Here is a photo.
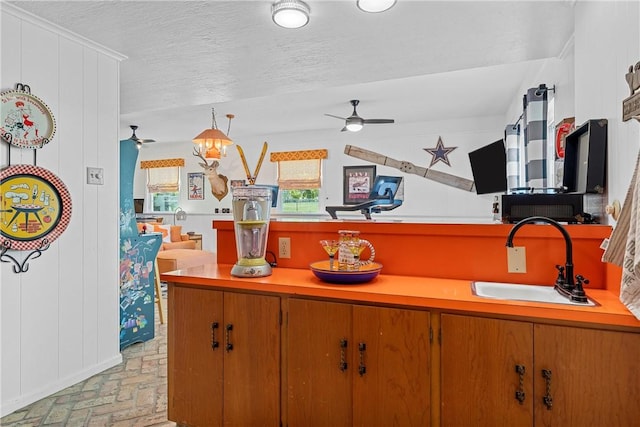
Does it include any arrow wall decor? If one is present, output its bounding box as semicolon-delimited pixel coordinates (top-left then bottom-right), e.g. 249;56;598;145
344;145;476;191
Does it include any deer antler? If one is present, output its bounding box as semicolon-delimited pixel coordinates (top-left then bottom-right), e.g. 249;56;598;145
193;147;211;167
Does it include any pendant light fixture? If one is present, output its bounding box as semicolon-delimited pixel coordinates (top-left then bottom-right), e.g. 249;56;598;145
357;0;396;13
193;108;234;159
271;0;311;28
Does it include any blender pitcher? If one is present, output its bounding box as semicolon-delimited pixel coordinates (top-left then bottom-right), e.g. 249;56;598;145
231;185;271;277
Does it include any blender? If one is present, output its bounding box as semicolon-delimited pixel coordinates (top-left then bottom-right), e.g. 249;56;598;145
231;185;271;277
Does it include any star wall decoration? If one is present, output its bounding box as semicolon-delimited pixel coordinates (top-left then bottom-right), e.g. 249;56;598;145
423;136;458;167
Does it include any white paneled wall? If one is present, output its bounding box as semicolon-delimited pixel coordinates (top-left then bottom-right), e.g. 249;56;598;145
0;3;123;415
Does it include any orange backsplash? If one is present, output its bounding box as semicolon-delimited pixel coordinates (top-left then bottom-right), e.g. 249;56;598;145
213;220;620;291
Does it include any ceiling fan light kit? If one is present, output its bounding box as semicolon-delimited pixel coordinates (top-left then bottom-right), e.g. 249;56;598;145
271;0;311;28
325;99;395;132
357;0;396;13
345;118;364;132
129;125;156;149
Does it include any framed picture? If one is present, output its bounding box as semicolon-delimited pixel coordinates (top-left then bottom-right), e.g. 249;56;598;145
187;172;204;200
343;166;376;205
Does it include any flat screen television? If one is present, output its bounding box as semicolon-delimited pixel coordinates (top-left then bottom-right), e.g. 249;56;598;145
133;199;144;214
469;139;507;194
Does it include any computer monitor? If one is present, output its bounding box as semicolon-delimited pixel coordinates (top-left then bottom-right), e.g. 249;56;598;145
369;175;402;200
469;140;507;194
133;199;144;214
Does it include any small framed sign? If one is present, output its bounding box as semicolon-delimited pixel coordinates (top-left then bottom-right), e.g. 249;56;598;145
343;165;376;205
187;172;204;200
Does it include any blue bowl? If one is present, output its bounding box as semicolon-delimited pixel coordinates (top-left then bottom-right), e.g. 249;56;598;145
309;260;382;285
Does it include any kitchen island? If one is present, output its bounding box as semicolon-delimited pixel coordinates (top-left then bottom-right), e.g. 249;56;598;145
161;260;640;426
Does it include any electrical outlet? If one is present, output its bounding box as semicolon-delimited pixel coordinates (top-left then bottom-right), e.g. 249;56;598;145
278;237;291;258
507;246;527;273
87;167;104;185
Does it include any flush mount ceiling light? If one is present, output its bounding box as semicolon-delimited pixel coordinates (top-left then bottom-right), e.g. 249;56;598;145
271;0;311;28
357;0;396;13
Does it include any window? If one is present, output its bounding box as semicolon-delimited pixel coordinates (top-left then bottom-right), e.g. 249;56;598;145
140;159;184;212
271;150;327;214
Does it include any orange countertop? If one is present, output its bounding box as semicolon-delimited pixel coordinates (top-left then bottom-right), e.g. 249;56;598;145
160;264;640;333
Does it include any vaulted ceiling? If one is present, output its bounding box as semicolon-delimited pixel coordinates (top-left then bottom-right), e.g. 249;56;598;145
8;0;575;142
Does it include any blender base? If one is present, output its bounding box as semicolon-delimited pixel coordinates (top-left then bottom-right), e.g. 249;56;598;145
231;264;271;277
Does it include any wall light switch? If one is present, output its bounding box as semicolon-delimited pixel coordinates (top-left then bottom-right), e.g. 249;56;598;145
87;167;104;185
507;246;527;273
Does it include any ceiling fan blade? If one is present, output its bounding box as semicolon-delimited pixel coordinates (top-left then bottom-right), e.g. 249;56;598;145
325;114;347;120
364;119;395;124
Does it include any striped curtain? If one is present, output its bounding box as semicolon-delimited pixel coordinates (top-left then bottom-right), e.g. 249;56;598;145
522;88;547;188
504;124;522;192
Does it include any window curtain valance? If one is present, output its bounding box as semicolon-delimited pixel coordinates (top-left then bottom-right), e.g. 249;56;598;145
140;159;184;169
271;150;327;190
140;159;184;193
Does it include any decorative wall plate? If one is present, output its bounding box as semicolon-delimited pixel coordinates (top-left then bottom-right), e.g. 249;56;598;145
0;165;71;251
0;90;56;148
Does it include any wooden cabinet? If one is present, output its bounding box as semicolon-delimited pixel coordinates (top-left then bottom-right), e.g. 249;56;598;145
167;285;281;427
440;314;640;427
189;234;202;251
286;299;430;427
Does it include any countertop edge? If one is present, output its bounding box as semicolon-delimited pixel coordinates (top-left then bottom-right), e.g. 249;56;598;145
160;264;640;333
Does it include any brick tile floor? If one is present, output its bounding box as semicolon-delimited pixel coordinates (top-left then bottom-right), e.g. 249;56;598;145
0;294;176;427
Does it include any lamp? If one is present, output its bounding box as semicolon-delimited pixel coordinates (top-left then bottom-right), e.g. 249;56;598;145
173;206;187;225
357;0;396;13
271;0;311;28
193;108;235;159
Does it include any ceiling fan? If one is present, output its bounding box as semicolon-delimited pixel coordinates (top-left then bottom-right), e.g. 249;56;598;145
129;125;156;148
325;99;394;132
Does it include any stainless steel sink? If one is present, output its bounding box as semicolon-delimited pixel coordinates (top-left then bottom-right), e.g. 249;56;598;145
471;282;597;307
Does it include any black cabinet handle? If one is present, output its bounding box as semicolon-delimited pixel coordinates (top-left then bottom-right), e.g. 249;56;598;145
516;365;526;405
340;338;347;372
542;369;553;411
358;342;367;376
226;323;233;352
211;322;220;350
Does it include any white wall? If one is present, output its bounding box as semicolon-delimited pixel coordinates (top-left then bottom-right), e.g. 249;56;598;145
135;117;516;226
0;2;123;416
575;1;640;207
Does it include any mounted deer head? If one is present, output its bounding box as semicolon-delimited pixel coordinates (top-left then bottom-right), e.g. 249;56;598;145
193;147;229;201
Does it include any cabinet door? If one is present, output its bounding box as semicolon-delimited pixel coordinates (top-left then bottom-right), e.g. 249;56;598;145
534;325;640;427
167;285;224;426
441;314;534;427
222;292;280;426
287;299;357;427
351;306;431;427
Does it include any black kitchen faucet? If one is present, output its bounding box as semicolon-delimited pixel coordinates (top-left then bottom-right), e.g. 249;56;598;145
507;216;589;303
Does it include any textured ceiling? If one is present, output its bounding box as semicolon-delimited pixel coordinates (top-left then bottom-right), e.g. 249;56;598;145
8;0;574;142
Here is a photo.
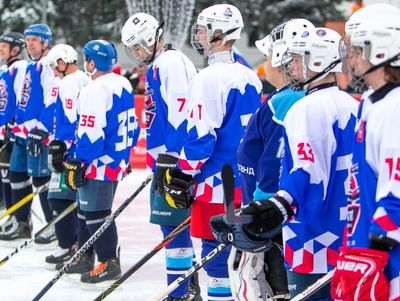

━━━━━━

Tuliskan ulang seluruh materi di atas baris demi baris tanpa mengubah satu kata pun. Jangan sertakan gambarnya dalam jawaban.

Here is a photo.
Does it include any arrow wall decor? If one is present, output its bounding box as semicolon-delimited pixel coordinates (top-left then bottom-right), e.g. 249;56;598;145
344;145;476;191
Does it include any deer antler? If one is present, output its bounding box as semicolon-delimited pixel coordinates (top-left then bottom-right), e.g. 249;56;598;145
193;147;211;167
Does it include any pendant light fixture? If one is present, output its bounding box as semicolon-delimited pixel coordinates (top-left then bottom-right), e.g. 249;56;598;145
357;0;396;13
193;108;234;159
271;0;311;28
Does it include any blender pitcher? If one is present, output its bounding box as semicolon-delimited pixel coordinates (top-left then bottom-right), e.g. 249;56;598;145
231;185;271;277
Does it include any blender? If one is present, output its bounding box as semicolon-delimited pixel coordinates (top-left then bottom-right), e.g. 249;56;598;145
231;185;271;277
Does it include any star wall decoration? If one is present, output its bounding box as semicolon-delimited pixel coordinates (top-left then bottom-right), e.g. 249;56;598;145
423;136;458;167
Does it include any white paneled wall? If one is present, output its bounding box as semicolon-delimited pixel coordinates (top-left then bottom-right), e.g. 249;56;598;145
0;3;123;415
Does it include any orange backsplash? If one is present, output its bounding box as semicolon-delimited pixel coordinates (top-left then bottom-right), e.g. 249;56;598;145
213;220;620;291
Does it include any ceiling fan light kit? If one is present, output its bounding box as semicolon-delimited pixel coordinates (top-left then bottom-right), e.g. 249;56;598;145
271;0;311;28
325;99;395;132
357;0;396;13
345;118;364;132
129;125;156;149
Does it include any framed picture? If one is present, output its bounding box as semicolon-delimited pixel coordinates (top-left then bottom-right), e.g. 249;56;598;145
187;172;204;200
343;166;376;205
Does it include any flat screen television? If one is present, output its bounding box as semicolon-delimited pixel coordinates (top-left then bottom-right), e.g. 249;56;598;145
133;199;144;214
469;139;507;194
Does it include any computer monitor? If one is present, output its bounding box as semicolon-delimited pixel coordinates (top-left then bottom-right), e.g. 249;56;598;145
369;175;402;200
469;140;507;194
133;199;144;214
Does it include any small framed sign? If one is present, output its bounding box as semicolon-delimited pixel coordinates (top-left then bottom-right), e.g. 249;56;598;145
343;165;376;205
187;172;204;200
Does it include any blue bowl? If one is present, output its bounding box as semicolon-delimited pixel coordinates (top-left then bottom-right), e.g. 249;56;598;145
309;260;382;285
Does it include any kitchen island? If one is present, output its bounding box as semicolon-delimited pixel coordinates (top-left then bottom-right), e.g. 249;56;598;145
161;260;640;426
Does it include any electrical outlet? If one is present, output its bounding box as semicolon-delimited pixel coordinates (top-left then bottom-right), e.g. 249;56;598;145
278;237;291;258
507;246;527;273
87;167;104;185
Does it include any flush mount ceiling light? If one is present, output its bounding box as semicolon-delimited pixel coordinates (top-left then bottom-right), e.g. 249;56;598;145
271;0;311;28
357;0;396;13
Does it include any window? If one is present, output its bounding box as semicolon-delimited pixel coordinates (top-left then bottom-right), e.g. 249;56;598;145
140;159;184;212
271;150;327;214
Does it include any orange countertop? If one is present, output its bounding box as semicolon-delimited pixel coordinates (top-left then bottom-right), e.g. 249;56;598;145
160;264;640;333
Does it include any vaulted ceiling? If one is present, output its bounding box as semicolon-delimited pixel coordinates (top-left then bottom-right), e.g. 249;56;598;145
8;0;575;142
Does it include any blender base? If one is present, output its bounding box as semicolon-delimited pixel coordinates (top-left then bottom-right), e.g. 249;56;598;145
231;264;271;277
Does it include any wall light switch? If one is present, output its bounding box as semicolon-delimited pixel coordinates (top-left then bottom-right), e.g. 249;56;598;145
87;167;104;185
507;246;527;273
Does it include any ceiling fan blade? If one is present, output its bounding box as semicolon-delimited pixel coordinates (top-left then bottom-right), e.g. 249;56;598;145
325;114;347;120
364;119;395;124
Does it include any striped curtain? If one is present, output its bounding box as semicolon-delimited pixel coordinates (top-left then bottom-right), e.g. 249;56;598;145
522;88;547;188
504;124;522;192
Does it include any window curtain valance? If one is present, output its bounding box as semicolon-delimited pixel coordinates (top-left then bottom-right), e.g. 249;56;598;145
140;159;184;169
271;150;327;190
140;159;184;193
Does it include any decorative wall plate? If one is present, output its bounding box as semicolon-delimited pixel coordinates (top-left then bottom-right), e.g. 249;56;598;145
0;165;71;251
0;90;56;148
Does it include any wooden cabinet? If one is present, output its bounding box as semicolon-delimited pixel coordinates (top-left then bottom-right), e.g. 249;56;598;145
167;285;281;427
440;314;640;427
189;234;202;251
286;299;430;427
Does it include any countertop edge? If one is present, output its bounding box as semicolon-delimited pixel coordinates (top-left then bottom-right), e.g. 249;56;598;145
160;264;640;333
Does it include any brick tile floor? If one is present, output its bounding box as semicolon-delimited pixel coordinates (top-left then bottom-right), e.g. 249;56;598;145
0;294;176;427
Does it include any lamp? If one is present, output its bounding box as semicolon-delimited pixel coordinates (top-left then bottom-right), e.g. 249;56;598;145
173;206;187;225
357;0;396;13
271;0;311;28
193;108;235;159
Does it include any ceiling fan? If one is present, output its bounding box as semicolon-delimited pixel coordinates (top-left then bottom-right), e.g. 249;56;598;145
129;125;156;148
325;99;394;132
Does it include any stainless steel sink? If one is present, output its bounding box as semicolon-delimited pixel coordinates (top-left then bottom-right), e.g. 249;56;598;145
471;282;597;307
Does it include any black cabinet handle? If one is present, output its bounding box as semicolon-delimited pixel coordinates (top-left then bottom-right), e.g. 249;56;598;145
516;365;526;405
340;338;347;372
542;369;553;411
358;342;367;376
226;323;233;352
211;322;220;350
Does it include any white wall? If one is present, output its bounding box as semicolon-delimited pixel coordinates (top-left then bottom-right), e.g. 249;56;598;145
135;117;516;226
0;2;123;416
575;1;640;207
Does it include any mounted deer head? If one is present, output its bounding box as semicolon-delimited pixel coordinates (top-left then bottom-right), e.g. 249;56;598;145
193;147;229;201
Does it include any cabinet door? If one is present, output its bounding box as semicolon-delimited pixel coordinates (top-left then bottom-right), e.g. 249;56;598;145
534;325;640;427
167;285;224;426
441;314;534;427
222;292;280;426
287;299;357;427
351;306;431;427
Does it include any black kitchen faucet? If one is present, output its bounding box as semicolon-delimited pixel coordinates (top-left then bottom-right), e.g. 249;56;598;145
507;216;589;303
Does it include any textured ceiling? If one is present, output its bounding box as semicolon-delimited pixel coordinates (top-left then bottom-right), e.g. 249;56;598;145
8;0;574;142
Here is a photo.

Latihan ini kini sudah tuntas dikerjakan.